# [WHAT THIS TASK INVOLVES]
All of the material below is to be returned exactly.

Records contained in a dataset
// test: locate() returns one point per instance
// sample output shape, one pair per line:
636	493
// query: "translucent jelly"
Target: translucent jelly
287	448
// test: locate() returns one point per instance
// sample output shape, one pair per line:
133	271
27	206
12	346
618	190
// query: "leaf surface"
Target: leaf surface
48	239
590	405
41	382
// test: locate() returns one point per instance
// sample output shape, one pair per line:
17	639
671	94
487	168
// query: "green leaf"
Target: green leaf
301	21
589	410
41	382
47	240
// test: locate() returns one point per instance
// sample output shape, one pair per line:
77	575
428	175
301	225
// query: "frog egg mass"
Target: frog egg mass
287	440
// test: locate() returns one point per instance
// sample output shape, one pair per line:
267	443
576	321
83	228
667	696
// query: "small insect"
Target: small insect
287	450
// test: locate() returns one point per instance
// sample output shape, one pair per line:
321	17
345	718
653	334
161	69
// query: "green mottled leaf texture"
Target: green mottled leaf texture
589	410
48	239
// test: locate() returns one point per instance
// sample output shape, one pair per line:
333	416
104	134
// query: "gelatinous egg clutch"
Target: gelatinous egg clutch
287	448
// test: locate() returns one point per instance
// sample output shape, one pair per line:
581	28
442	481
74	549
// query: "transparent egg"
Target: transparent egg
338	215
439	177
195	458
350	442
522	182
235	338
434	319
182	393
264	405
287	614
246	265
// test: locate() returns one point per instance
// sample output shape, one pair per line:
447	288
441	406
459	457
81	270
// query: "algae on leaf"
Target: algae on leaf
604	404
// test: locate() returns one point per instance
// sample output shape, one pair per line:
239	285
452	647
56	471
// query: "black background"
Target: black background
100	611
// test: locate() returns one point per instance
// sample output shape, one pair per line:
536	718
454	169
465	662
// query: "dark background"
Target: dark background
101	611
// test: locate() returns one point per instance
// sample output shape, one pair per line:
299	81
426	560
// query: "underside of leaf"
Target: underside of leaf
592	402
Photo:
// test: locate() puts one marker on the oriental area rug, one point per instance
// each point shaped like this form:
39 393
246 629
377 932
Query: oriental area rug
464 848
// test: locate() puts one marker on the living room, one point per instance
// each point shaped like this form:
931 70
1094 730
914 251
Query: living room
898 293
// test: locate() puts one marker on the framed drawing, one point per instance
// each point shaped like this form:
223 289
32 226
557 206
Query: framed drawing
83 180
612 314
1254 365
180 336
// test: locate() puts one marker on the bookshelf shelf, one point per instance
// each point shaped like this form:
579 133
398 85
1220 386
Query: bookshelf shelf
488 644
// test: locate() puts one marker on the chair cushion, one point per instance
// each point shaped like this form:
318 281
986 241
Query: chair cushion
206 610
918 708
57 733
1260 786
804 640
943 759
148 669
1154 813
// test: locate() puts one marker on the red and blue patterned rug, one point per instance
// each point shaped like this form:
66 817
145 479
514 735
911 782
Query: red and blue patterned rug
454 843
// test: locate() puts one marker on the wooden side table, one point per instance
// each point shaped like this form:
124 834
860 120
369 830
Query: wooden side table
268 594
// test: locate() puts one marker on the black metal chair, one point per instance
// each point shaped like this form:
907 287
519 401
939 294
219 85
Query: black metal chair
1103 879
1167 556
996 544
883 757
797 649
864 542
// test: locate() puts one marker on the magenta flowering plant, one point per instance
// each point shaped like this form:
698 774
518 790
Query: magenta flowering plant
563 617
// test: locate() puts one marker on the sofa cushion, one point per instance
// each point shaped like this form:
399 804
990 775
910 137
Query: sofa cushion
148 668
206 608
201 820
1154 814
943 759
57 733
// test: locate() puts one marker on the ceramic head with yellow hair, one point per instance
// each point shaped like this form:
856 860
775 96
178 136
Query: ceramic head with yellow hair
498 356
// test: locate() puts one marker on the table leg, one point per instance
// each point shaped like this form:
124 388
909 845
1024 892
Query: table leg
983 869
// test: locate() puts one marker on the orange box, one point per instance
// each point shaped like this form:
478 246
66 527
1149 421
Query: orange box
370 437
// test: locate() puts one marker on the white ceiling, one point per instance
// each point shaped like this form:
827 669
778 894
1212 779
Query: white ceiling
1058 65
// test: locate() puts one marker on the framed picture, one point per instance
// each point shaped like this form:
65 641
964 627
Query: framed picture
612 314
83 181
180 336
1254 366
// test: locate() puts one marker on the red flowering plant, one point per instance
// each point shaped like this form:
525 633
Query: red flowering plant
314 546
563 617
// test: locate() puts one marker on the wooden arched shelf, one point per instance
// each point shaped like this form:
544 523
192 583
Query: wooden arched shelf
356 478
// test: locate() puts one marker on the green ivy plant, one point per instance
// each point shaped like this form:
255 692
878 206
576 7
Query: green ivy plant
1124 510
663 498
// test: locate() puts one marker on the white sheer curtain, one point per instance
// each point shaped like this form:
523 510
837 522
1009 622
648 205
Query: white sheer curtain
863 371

# [FULL RESPONSE]
// test: locate() returns one point per instance
// sample output shape, one pair per line:
636	493
// query: "translucent jelly"
Target: translucent jelly
287	448
// test: locate() returns one point per instance
// sample output shape, one pair per line:
133	271
27	206
12	346
618	190
// query: "leaf surface"
Target: leaf surface
48	239
590	405
41	382
// test: locate() returns one point per instance
// sample output shape, one pair per line:
17	639
671	94
487	168
// query: "green leaf"
Target: green leaf
301	21
589	410
41	382
47	240
// test: locate() returns one point per instance
// sample output shape, one pair per line:
77	575
428	175
301	225
// query: "frog egg mass"
Target: frog egg mass
287	440
// test: locate() returns one point per instance
// sample output shape, one pair per line:
267	443
576	321
83	228
667	696
// query: "small insect"
Target: small insect
287	450
// test: locate() returns one point per instance
// sample output shape, one pair per line:
321	17
345	718
653	334
161	69
// query: "green mottled leaf texture"
Target: green mottled leaf texture
589	410
48	239
// test: locate() returns one point per instance
// sample output shape, one pair per line:
333	416
104	134
// query: "gelatinous egg clutch"
Target: gelatinous egg clutch
287	448
// test: locate() returns one point per instance
// sample output shape, one pair per line:
581	28
442	481
74	549
// query: "transparent egg"
Target: transparent egg
338	215
439	177
195	458
350	442
522	182
235	338
434	319
182	393
264	405
287	614
246	265
// test: locate() returns one point per instance
// sample output shape, one pair per line:
447	288
441	406
459	457
81	270
// query: "algae on leaf"
Target: algae on leaf
604	404
// test: locate() returns one point per instance
// sample output shape, one pair per line:
239	285
452	647
56	471
// query: "black background"
Target: black background
100	611
// test: locate() returns one point per instance
// sample output shape, one pair per line:
536	718
454	169
465	662
// query: "dark background"
Target: dark background
101	611
// test: locate() returns one point per instance
// sample output shape, one pair per line:
299	81
426	560
// query: "underside of leaf"
Target: underside of leaf
592	402
Photo:
// test: locate() puts one marker on the oriental area rug, one point per instance
// each point shaped like this form:
39 393
246 629
377 932
Query: oriental area rug
464 848
// test: locate() puts one marker on the living room, one point per instance
// each point shaped like this form:
931 70
1094 730
914 251
Query: living room
898 293
// test: locate() puts one marker on the framed drawing, one point per instance
// each point shaped like this form:
223 289
32 226
557 206
Query: framed drawing
83 180
612 314
1254 365
180 336
// test: locate() puts one marker on the bookshelf shelf, one point per instance
// each point shaped like this form:
579 133
398 85
1220 386
Query: bookshelf shelf
488 644
// test: locate() puts one marker on the chair cushion, one point per instance
// each point shaped like this form:
318 281
986 241
Query: chair cushion
206 610
918 708
57 733
1260 786
804 640
943 759
148 669
1154 813
// test: locate() puts one marker on the red and blue patterned rug, one point per instance
// each point shaped like this form:
66 817
145 479
514 735
911 782
Query: red and blue patterned rug
454 843
// test: locate() puts one marker on the wooden side table, one point per instance
// each point shaped like this form:
124 834
860 120
369 830
Query: wooden side table
268 594
// test: locate() puts one marker on the black metal chair, one point per instance
// each point shaped like this form:
907 287
519 401
939 294
219 85
Query: black metal chair
1103 879
1167 556
996 544
883 757
797 649
864 542
// test: locate() puts one marker on the magenta flowering plant, one point per instance
// each point shaped like this form:
698 774
518 790
Query: magenta flowering plant
563 617
// test: locate() puts one marker on the sofa cushion, one point per instance
// each point shaped like this form:
399 804
990 775
910 137
Query: sofa cushion
148 668
206 608
201 820
1154 814
943 759
57 733
// test: locate() puts one marker on the ceramic head with yellow hair, one point per instance
// each point shaped like this form:
856 860
775 96
178 136
Query: ceramic head with yellow hair
498 356
// test: locate() puts one marker on the table leg, one point per instance
// each point shaped like this form:
124 388
909 845
1024 892
Query: table leg
983 869
// test: locate() puts one marker on the orange box, one point per instance
// each point shaped like this form:
478 246
66 527
1149 421
Query: orange box
370 437
// test: locate() puts one marker on the white ceiling, one point per instance
// each point shaped like this form:
827 669
778 894
1212 779
Query: white ceiling
1058 65
// test: locate() puts one marker on the framed picture, one point per instance
// each point shaped like this form:
65 641
964 627
Query: framed picture
612 314
83 181
180 336
1254 366
// test: locate() puts one marker on the red flowering plant, one point per instance
// each point shaped like this form:
525 633
Query: red flowering plant
314 546
563 617
// test: locate() puts one marker on the wooden arched shelf, one point per instance
// each point shaped like this form:
544 523
192 583
Query: wooden arched shelf
356 478
// test: locate() puts one marker on the green ivy plant, one point per instance
// each point shaped like this form:
255 692
878 206
576 7
Query: green ivy plant
1124 510
663 498
// test: locate() puts one marker on the white sheer curtain, one point per instance
// each point shaped like this form:
523 510
837 522
1009 622
648 205
Query: white sheer curtain
863 371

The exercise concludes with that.